分析用テキスト:
# # # #
世界を幸せにするグローバリズムの道

《今日、グローバリゼーションに異議を唱える声が世界中であがっている。グローバリゼーションにたいする不満は当然のことだ。ただ、グローバリゼーションは世のための力となりうることもたしかだ。民主主義や市民社会の理念のグローバル化は人びとの考え方を変えたし、グローバルな政治運動は債務救済や地雷禁止条約につながった。また、グローバリゼーションのおかげで数億人が、ほんの少し前まで彼ら自身やエコノミストが想像していた以上の高い生活水準を手に入れることができた。経済のグローバリゼーションは、それに乗じて新たな輸出市場を探し、あるいは外国からの投資を歓迎した諸国に恩恵をもたらした。とはいえ最も恩恵を受けたのは、市場には自動調整能力があって問題は自動的に解決されるという考えに頼ることなく、自らの運命を引き受け、政府が開発で果たすことのできる役割を認識した国だった。

 だが、数百万の人びとにとっては、グローバリゼーションは役に立っていない。職を失い、生活は不安定になって、多くの人の暮らし向きは実際に悪くなった。彼らは、自分たちにはどうすることもできない力にたいして無力感をつのらせている。民主主義がゆらぎ、文化がむしばまれるのをただ眺めているしかなかったのだ。

 グローバリゼーションが今後もこれまでと同じやりかたで進められ、われわれが間違いから学ぼうとしなければ、グローバリゼーションは開発の促進に成功しないばかりでなく、貧困と不安定を生み出しつづけるだろう。改革がなされなければ、すでにはじまっている激しい反発が高まり、不満はさらに大きくなるだろう。これはわれわれにとって悲劇であるし、とりわけ、そうでなければ利益をえていたはずの何億もの人々にとって悲劇である。》

《資本主義のシステムは今日、大恐慌のときと同じように重大な岐路に立っている。一九三〇年代には、雇用を生み出し、グローバル経済の崩壊に苦しむ人びとを救済する政策をケインズが考え出したことで、資本主義は救われた。いま、グローバリゼーションの改革によってより多くの人がその恩恵を享受できるようになるかどうかを、世界各地の何百万という人びとが静かに見守っている。
# # # #
データ欄:
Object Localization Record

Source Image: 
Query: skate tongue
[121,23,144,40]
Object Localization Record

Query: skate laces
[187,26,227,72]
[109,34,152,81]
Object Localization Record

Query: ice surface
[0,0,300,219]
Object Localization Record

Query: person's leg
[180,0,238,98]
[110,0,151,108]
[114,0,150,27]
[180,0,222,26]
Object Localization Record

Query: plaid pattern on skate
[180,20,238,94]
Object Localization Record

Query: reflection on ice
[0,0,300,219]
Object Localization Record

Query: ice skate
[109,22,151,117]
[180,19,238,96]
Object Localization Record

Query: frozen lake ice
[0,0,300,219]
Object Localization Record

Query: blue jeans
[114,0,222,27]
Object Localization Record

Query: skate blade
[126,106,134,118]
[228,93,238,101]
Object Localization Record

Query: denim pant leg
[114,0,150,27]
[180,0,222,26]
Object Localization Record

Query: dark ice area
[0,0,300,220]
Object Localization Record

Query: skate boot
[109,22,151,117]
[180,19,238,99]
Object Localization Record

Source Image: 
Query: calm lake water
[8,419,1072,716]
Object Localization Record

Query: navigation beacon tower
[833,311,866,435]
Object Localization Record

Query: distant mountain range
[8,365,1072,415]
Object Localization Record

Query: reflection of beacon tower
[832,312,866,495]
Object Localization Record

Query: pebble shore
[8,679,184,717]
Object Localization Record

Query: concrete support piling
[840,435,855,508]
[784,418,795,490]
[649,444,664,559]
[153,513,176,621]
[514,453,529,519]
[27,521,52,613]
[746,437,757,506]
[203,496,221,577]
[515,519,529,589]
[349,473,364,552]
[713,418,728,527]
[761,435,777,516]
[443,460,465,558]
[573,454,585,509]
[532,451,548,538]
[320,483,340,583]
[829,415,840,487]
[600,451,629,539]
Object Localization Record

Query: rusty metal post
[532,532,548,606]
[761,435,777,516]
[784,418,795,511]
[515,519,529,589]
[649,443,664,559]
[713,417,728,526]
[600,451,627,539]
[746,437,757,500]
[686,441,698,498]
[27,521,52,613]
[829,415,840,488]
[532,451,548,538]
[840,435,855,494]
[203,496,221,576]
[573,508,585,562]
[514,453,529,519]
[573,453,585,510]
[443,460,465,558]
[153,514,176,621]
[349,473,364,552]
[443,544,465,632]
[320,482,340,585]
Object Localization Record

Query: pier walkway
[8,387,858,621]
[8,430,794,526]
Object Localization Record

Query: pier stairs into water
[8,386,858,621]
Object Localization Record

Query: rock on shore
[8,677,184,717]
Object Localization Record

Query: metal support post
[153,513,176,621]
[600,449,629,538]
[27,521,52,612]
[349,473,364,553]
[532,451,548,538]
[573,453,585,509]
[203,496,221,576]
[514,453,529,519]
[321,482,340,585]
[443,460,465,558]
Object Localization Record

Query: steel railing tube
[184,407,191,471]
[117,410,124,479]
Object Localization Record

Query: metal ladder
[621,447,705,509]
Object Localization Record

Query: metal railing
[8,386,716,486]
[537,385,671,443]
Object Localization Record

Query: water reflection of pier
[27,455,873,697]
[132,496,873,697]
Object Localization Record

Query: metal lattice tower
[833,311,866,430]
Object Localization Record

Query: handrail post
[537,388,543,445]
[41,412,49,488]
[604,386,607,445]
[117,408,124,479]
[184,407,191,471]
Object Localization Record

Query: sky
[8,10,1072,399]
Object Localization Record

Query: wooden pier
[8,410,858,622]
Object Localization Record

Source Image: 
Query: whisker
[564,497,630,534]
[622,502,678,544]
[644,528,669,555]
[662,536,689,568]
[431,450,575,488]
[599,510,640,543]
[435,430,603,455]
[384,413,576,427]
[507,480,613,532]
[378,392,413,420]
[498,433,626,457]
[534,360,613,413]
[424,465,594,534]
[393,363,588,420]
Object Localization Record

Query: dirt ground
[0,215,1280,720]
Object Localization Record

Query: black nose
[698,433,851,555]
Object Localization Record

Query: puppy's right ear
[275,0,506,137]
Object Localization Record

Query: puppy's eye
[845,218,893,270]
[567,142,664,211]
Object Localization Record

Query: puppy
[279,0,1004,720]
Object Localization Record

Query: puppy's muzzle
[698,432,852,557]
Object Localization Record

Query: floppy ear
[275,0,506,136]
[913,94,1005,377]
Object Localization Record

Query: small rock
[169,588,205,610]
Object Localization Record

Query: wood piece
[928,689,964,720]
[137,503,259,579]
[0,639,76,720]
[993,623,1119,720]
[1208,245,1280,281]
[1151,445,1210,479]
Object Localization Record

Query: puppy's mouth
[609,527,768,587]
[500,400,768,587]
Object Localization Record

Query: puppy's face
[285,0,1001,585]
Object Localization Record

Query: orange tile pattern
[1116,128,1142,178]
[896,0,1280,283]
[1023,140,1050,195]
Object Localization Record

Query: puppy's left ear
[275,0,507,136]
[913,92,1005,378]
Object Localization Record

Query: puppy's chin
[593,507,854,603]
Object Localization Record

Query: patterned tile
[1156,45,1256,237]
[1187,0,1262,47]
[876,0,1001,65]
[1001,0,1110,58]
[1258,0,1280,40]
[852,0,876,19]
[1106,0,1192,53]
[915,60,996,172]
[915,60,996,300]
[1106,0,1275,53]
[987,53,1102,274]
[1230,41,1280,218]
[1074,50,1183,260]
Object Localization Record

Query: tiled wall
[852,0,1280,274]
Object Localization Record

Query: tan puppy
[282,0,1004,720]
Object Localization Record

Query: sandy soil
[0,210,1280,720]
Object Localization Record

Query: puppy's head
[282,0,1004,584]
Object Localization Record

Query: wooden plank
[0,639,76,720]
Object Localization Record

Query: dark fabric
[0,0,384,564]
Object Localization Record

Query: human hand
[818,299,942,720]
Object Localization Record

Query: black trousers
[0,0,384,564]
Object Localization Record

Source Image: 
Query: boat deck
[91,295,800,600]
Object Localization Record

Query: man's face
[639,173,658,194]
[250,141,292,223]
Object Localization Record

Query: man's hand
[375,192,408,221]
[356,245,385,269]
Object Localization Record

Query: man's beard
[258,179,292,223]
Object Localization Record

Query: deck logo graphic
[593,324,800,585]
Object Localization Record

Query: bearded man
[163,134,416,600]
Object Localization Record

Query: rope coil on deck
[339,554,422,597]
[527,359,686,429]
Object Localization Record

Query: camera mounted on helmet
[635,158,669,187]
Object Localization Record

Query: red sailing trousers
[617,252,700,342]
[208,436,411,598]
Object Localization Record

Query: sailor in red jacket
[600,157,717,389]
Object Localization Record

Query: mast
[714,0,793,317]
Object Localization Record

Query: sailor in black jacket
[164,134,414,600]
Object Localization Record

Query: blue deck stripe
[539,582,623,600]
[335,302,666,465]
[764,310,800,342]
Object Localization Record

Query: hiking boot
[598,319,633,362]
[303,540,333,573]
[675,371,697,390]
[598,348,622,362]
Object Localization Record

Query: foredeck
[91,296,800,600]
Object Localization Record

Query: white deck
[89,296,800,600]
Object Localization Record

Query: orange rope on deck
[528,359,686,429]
# # # #
分析用テキストによると、グローバルな政治運動は何につながったか。

解答:
債務救済や地雷禁止条約につながった。